### GIVEN DATA
----

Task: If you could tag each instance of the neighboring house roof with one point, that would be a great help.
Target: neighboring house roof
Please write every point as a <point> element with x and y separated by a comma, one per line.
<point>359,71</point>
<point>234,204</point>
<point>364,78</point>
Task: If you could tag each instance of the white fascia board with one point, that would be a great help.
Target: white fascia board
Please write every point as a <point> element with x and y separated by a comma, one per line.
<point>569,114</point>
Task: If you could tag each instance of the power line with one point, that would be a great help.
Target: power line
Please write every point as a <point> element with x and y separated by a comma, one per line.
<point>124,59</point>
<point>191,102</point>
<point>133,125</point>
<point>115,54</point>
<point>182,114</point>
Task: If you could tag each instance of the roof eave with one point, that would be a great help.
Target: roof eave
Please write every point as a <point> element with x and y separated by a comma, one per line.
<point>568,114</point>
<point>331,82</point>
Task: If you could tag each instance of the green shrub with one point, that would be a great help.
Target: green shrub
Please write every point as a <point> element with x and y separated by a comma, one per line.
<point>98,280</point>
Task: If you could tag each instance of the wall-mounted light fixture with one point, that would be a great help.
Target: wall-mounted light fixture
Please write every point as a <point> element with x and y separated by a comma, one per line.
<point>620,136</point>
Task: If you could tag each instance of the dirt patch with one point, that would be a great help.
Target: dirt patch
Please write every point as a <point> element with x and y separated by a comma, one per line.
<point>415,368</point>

----

### ABOUT THIS TASK
Copy out all of the lines above exactly.

### RESPONSE FOR THIS EXERCISE
Task: If you could tag each instance of the neighboring house roof with one point, that would be a great help.
Target: neighboring house roof
Please write every point as a <point> element with x and y separated by a comma, one per line.
<point>359,71</point>
<point>234,204</point>
<point>364,78</point>
Task: If you could tag each instance of the white fascia board with one point, that would be a great help.
Target: white fascia board
Please write every point as a <point> element with x and y separated by a comma, one per line.
<point>569,114</point>
Task: If you could tag each instance of the power line with one point, that would be a great help.
Target: power line
Please write every point as a <point> element with x and y separated by a comma, one per line.
<point>124,59</point>
<point>191,102</point>
<point>133,125</point>
<point>115,54</point>
<point>182,114</point>
Task: If you could tag each instance of the roof eave with one point, that would be a great help.
Target: roof eave
Please write every point as a <point> element with x and y separated by a comma, one per line.
<point>568,114</point>
<point>331,82</point>
Task: If you could tag each instance of the green shrub with one point, that would be a great help.
Target: green shrub
Please write every point as a <point> element with x and y separated by a comma, one per line.
<point>98,280</point>
Task: If you could tag each instance of the wall-mounted light fixture with one point, that would be a great help.
Target: wall-mounted light fixture
Please write every point as a <point> element with x and y separated by a comma, one per line.
<point>620,136</point>
Task: If you could tag each instance of the dirt patch with one point, that would be a great help.
Target: dirt patch
Please write every point as a <point> element with x and y separated by a comma, one per line.
<point>415,368</point>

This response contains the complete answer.